◆ **WRITTEN INSTRUCTION**
Reproduce the listing below in full, substituting "the animal's" for every occurrence of "aardvark's" and leaving all other text unchanged.

━━━ RECORDS PROVIDED ━━━

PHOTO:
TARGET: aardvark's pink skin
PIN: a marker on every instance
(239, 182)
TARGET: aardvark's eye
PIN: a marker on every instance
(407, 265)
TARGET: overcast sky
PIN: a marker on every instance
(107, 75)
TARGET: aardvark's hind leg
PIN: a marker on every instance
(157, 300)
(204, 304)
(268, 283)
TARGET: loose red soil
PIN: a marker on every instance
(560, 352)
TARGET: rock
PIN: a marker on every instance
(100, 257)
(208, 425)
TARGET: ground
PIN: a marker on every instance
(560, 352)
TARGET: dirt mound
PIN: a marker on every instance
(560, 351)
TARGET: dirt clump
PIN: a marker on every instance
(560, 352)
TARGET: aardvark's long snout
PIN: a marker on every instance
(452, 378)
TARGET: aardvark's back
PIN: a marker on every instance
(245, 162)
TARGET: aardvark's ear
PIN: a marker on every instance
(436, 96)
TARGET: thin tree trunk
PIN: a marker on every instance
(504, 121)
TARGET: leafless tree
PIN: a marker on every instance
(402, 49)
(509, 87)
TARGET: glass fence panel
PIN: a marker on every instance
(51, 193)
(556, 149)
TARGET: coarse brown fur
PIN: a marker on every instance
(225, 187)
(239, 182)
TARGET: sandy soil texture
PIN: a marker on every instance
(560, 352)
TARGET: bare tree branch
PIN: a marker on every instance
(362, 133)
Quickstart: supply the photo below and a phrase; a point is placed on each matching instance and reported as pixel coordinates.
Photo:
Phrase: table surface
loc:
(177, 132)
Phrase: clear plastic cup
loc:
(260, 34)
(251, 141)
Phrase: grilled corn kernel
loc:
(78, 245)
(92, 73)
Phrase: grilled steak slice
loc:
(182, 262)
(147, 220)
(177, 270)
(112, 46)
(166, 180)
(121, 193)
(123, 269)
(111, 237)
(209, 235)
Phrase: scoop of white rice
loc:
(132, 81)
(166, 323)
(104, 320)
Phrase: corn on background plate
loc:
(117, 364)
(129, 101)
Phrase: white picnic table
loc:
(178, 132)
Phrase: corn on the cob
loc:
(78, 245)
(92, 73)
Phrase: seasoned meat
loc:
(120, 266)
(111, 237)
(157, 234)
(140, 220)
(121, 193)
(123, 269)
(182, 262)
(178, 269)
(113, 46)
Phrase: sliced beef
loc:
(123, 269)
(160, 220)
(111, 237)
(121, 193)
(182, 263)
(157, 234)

━━━

◆ **THE RESPONSE**
PHOTO:
TARGET: the animal's pink skin
PIN: a marker on every instance
(239, 182)
TARGET: the animal's eye
PIN: a marker on every instance
(407, 265)
TARGET: overcast sky
PIN: a marker on every instance
(107, 75)
TARGET: the animal's hind leg
PIN: a marker on every instance
(157, 300)
(204, 304)
(268, 283)
TARGET: loose red soil
PIN: a marker on every instance
(560, 352)
TARGET: rock
PIN: a marker on every instance
(100, 257)
(208, 425)
TARGET: ground
PIN: a marker on every instance
(560, 352)
TARGET: dirt mound
PIN: a marker on every instance
(560, 351)
TARGET: dirt clump
PIN: a marker on every instance
(560, 352)
TARGET: the animal's long snout
PIN: a marker on every instance
(452, 378)
TARGET: the animal's back
PIN: a marker on every instance
(245, 162)
TARGET: the animal's ear
PIN: a marker on every instance
(436, 96)
TARGET: thin tree trunk
PIN: a marker on every instance
(504, 121)
TARGET: leafless tree
PIN: a marker on every instance
(402, 49)
(509, 87)
TARGET: glass fence panel
PIN: a marker on every instance
(51, 193)
(556, 149)
TARGET: coarse brown fur
PIN: a marker on every instance
(225, 187)
(239, 182)
TARGET: sandy soil texture
PIN: a marker on every instance
(560, 352)
TARGET: bare tree branch
PIN: a marker on every instance
(362, 133)
Quickstart: supply the photo below and a phrase; a point is placed on each matching instance and reported as pixel coordinates.
Photo:
Phrase: table surface
loc:
(177, 132)
Phrase: clear plastic cup
loc:
(260, 34)
(251, 141)
Phrase: grilled corn kernel
loc:
(78, 245)
(92, 73)
Phrase: grilled steak slice
loc:
(182, 262)
(147, 220)
(177, 270)
(112, 46)
(166, 180)
(121, 193)
(123, 269)
(111, 237)
(209, 235)
Phrase: scoop of white rice
loc:
(132, 81)
(166, 323)
(104, 320)
Phrase: corn on background plate
loc:
(117, 364)
(129, 101)
Phrase: white picnic table
loc:
(178, 132)
Phrase: corn on the cob
loc:
(78, 245)
(92, 73)
Phrase: seasoned meat
loc:
(120, 266)
(111, 237)
(157, 234)
(140, 220)
(121, 193)
(123, 269)
(182, 262)
(178, 269)
(113, 46)
Phrase: sliced beef
loc:
(123, 269)
(160, 220)
(111, 237)
(121, 193)
(182, 263)
(157, 234)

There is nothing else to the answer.